Part of a data file:
• • •

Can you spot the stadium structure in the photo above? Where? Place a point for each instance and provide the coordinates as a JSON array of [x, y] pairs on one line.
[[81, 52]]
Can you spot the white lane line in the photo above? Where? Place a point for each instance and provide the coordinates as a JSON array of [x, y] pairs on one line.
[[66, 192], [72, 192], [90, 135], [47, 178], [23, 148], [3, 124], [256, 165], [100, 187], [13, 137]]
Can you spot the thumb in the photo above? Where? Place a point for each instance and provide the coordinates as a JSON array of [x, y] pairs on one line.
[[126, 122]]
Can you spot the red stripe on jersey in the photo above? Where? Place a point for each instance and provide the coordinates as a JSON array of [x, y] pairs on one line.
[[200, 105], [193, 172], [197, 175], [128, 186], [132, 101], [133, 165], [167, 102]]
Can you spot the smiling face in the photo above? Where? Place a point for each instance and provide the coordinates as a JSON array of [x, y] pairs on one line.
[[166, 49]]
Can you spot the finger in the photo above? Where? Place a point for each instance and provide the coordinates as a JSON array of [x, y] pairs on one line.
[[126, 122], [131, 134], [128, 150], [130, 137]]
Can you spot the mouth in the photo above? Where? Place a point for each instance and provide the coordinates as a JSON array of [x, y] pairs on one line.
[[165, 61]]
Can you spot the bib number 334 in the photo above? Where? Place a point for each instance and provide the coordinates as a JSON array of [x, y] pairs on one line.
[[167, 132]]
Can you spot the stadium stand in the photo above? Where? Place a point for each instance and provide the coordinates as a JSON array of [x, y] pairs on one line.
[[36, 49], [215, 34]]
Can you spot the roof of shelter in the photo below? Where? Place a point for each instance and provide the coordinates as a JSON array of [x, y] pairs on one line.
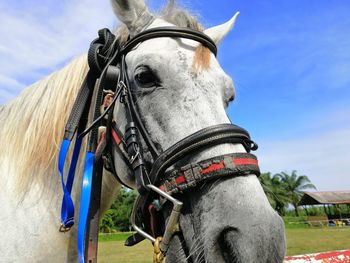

• • •

Please turn the rows from the line with "Can you spot the stadium stand" through the end of the rows into a JSON list of strings, one string per line, skipping blank lines. Leave the pictures out.

Final result:
[
  "Can you spot the stadium stand in the photo above? Where? Place a point for each instance and provide the coordinates as a JSON array of [x, y] pairs on one line.",
  "[[36, 49], [215, 34]]",
  "Can you spot the roof of shelter in the photo below? Where? Place a point for each instance and provide the coordinates as a JSON array of [x, y] pairs on one line."
]